Passage for review
****************************************
I’ve Been Doing This Easy Glute Exercise While Sitting at Work, and Seen Major Results Without Thinking About It

Photo: Getty Images/The Good Brigade
Even as someone who works out regularly, my lack of glute strength easily gives away how many hours a day I spend sitting on my butt. Whenever I get injured—whether in my hips, my thighs, or my lower back—my physical therapist almost always tracks it back to some kind of compensation my body's making for my weak backside. (The price of #desklife.)

Last month, it was my tailbone that started to act up so badly that I could barely walk to the kitchen and back. My doctor confirmed it was sacroiliac joint pain, and although it was likely caused mainly by pregnancy hormones relaxing my pelvis too much too soon, the problem was exacerbated by instability from—you guessed it—weak glutes.


Experts In This Article

I promptly went scrounging around YouTube in search of some workouts that might help. In one video by BodyLove Pilates, trainer Ali Handley shares an upper glute exercise that's done seated with a resistance band looped around the calves: While pushing the legs outwards into the band, you slowly lift and lower your heels as you maintain a steady amount of resistance.

Watch a demo starting at minute 8:18:

Following along with Handley for just eight reps, I immediately felt my gluteus medius on the outside of my hips firing up—and staying engaged even once I finished. I walked my dog around the block right after, and I could feel the muscles still turned on (aka lightly burning with each step). That activation kept my pelvis more stable, and less painful, than it'd been in over a week.
****************************************
Data shown
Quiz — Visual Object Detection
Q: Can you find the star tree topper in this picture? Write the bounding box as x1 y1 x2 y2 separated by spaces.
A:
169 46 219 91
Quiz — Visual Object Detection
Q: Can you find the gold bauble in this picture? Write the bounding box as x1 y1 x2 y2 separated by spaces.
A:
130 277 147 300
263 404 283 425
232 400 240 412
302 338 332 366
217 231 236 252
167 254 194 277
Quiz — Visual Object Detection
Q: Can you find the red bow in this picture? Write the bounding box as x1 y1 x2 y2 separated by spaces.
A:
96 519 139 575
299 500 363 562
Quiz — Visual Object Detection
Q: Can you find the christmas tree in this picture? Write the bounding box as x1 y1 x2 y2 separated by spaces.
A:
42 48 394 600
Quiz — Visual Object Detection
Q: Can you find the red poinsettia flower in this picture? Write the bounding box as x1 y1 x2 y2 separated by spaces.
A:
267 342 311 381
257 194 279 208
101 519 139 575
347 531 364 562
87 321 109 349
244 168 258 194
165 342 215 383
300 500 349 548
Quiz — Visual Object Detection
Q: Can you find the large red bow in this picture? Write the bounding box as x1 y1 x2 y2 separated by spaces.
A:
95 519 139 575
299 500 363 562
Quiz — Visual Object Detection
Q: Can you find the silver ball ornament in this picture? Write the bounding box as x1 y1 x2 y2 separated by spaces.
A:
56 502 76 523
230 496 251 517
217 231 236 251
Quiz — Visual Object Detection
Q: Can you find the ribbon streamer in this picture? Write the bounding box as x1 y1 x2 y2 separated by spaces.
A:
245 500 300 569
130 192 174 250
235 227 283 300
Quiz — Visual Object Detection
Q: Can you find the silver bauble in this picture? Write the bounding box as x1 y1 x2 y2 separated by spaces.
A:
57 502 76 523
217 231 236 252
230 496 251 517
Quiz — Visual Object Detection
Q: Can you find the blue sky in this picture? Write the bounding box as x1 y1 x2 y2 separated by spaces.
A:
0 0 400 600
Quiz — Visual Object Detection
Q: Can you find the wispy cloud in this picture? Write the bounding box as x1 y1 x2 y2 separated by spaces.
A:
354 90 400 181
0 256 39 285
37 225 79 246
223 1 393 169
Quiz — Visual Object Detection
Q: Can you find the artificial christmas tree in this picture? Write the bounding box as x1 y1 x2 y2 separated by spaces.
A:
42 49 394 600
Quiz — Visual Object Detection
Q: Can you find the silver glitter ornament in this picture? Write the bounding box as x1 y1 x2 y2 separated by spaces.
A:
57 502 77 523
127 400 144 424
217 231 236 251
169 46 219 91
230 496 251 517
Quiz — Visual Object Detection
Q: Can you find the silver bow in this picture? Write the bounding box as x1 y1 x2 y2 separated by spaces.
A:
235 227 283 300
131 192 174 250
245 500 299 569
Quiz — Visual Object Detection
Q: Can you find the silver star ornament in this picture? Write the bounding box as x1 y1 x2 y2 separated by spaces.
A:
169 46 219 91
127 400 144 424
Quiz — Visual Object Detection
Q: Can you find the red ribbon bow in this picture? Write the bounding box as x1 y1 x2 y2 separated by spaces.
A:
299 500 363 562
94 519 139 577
****************************************
Prompt
Print the glute exercise article in full, word for word. The items have no connection to the glute exercise article.

Solution to the problem
I’ve Been Doing This Easy Glute Exercise While Sitting at Work, and Seen Major Results Without Thinking About It

Photo: Getty Images/The Good Brigade
Even as someone who works out regularly, my lack of glute strength easily gives away how many hours a day I spend sitting on my butt. Whenever I get injured—whether in my hips, my thighs, or my lower back—my physical therapist almost always tracks it back to some kind of compensation my body's making for my weak backside. (The price of #desklife.)

Last month, it was my tailbone that started to act up so badly that I could barely walk to the kitchen and back. My doctor confirmed it was sacroiliac joint pain, and although it was likely caused mainly by pregnancy hormones relaxing my pelvis too much too soon, the problem was exacerbated by instability from—you guessed it—weak glutes.


Experts In This Article

I promptly went scrounging around YouTube in search of some workouts that might help. In one video by BodyLove Pilates, trainer Ali Handley shares an upper glute exercise that's done seated with a resistance band looped around the calves: While pushing the legs outwards into the band, you slowly lift and lower your heels as you maintain a steady amount of resistance.

Watch a demo starting at minute 8:18:

Following along with Handley for just eight reps, I immediately felt my gluteus medius on the outside of my hips firing up—and staying engaged even once I finished. I walked my dog around the block right after, and I could feel the muscles still turned on (aka lightly burning with each step). That activation kept my pelvis more stable, and less painful, than it'd been in over a week.